*PROVIDED PASSAGE*
(begin)

4. FIXING SPEED MATTERS. But even if it can FIND and FIX at the same rate, which it can’t, there is a whole other aspect that is being overlooked. How long it takes to get these FIXES deployed.

5. WE CAN'T FIX FAST ENOUGH. Even if it can fix all of them it takes time to get these patches into the software upstream because they have to be accepted and TESTED and there is an entire approval process and release process. It’s not instantaneous. Typically a patch takes days even weeks to move through the upstream ecosystem before it becomes available to the general public. Here is the AI generated timescales for a critical vuln: Upstream Fix: 24–48 hours after confirmation by the core project team. Downstream Packaging 12–48 hours for major distros (Ubuntu LTS, RHEL, Debian Stable) to backport and test. Availability to User: 2–5 days from the initial public disclosure of the vulnerability. For arguments sake lets assume we shrink that down to a day. Magically.

6. WE CAN'T DEPLOY FAST ENOUGH: Then the end users themselves must take these patches and apply them to their infrastructure. This requires another QA cycle at least. These stats are AI generated YMMV: but for Log4J, by Day 10: On average, organizations had patched only 45% of their vulnerable cloud resources. Average Remediation Time: For systems that were detected and tracked, the average time to remediate was 17 days. Priority Patching: Externally-facing systems (those most at risk) were patched faster, averaging about 12 days, while internal systems lagged behind. The 1-Year Mark: By late 2022, telemetry from security firms like Tenable showed that 72% of organizations still had at least one vulnerable Log4j instance in their environment. The U.S. Department of Homeland Security's Cyber Safety Review Board (CSRB) stated that Log4j is a "endemic vulnerability" and predicted it will take a decade or longer to fully eliminate it from the global software supply chain. A DECADE!!

7. So there is a massive timing problem even if FIND to FIX rate is the same which it won’t be, the entire downstream system cannot move at the right speed to get the fixes deployed into the infrastructure.

8. This all sucks up developer time and cost as teams pivot to emergency mode etc. It’s just a scary prospect. If you are a dev get ready for some genuine stress and miserly.

CONCLUSION: The deployment time lag is what we are facing. Please can you make suggestions in terms of what you are planning on doing to find and apply patches faster, so that we can get some creative ideas around best practices. We have other things we are doing that solves some of these issues but the speed timing issue is the one that is being overlooked in this entire debate.

(end)

*GOALS*
a – Write out everything in the post on patch deployment speed from "7. So there" down to "this entire debate.", word for word.
b – Which major distros does the post on patch deployment speed name in its downstream packaging estimate? List them all.

*Stored dataset items*

(begin)

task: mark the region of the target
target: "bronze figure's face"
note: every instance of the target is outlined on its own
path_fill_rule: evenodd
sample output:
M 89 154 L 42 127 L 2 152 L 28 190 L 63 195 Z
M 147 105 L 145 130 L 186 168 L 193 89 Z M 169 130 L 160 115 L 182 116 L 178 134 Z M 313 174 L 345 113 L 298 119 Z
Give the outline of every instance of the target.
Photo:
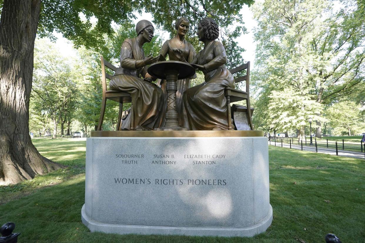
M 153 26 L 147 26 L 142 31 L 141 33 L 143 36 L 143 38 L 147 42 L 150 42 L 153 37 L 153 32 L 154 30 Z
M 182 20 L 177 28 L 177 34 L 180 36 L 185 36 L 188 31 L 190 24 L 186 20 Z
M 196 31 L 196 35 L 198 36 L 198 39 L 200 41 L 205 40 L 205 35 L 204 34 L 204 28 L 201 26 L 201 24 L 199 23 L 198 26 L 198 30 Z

(end)

*EXERCISE SOLUTIONS*
a –
7. So there is a massive timing problem even if FIND to FIX rate is the same which it won’t be, the entire downstream system cannot move at the right speed to get the fixes deployed into the infrastructure.

8. This all sucks up developer time and cost as teams pivot to emergency mode etc. It’s just a scary prospect. If you are a dev get ready for some genuine stress and miserly.

CONCLUSION: The deployment time lag is what we are facing. Please can you make suggestions in terms of what you are planning on doing to find and apply patches faster, so that we can get some creative ideas around best practices. We have other things we are doing that solves some of these issues but the speed timing issue is the one that is being overlooked in this entire debate.

b – Ubuntu LTS, RHEL, Debian Stable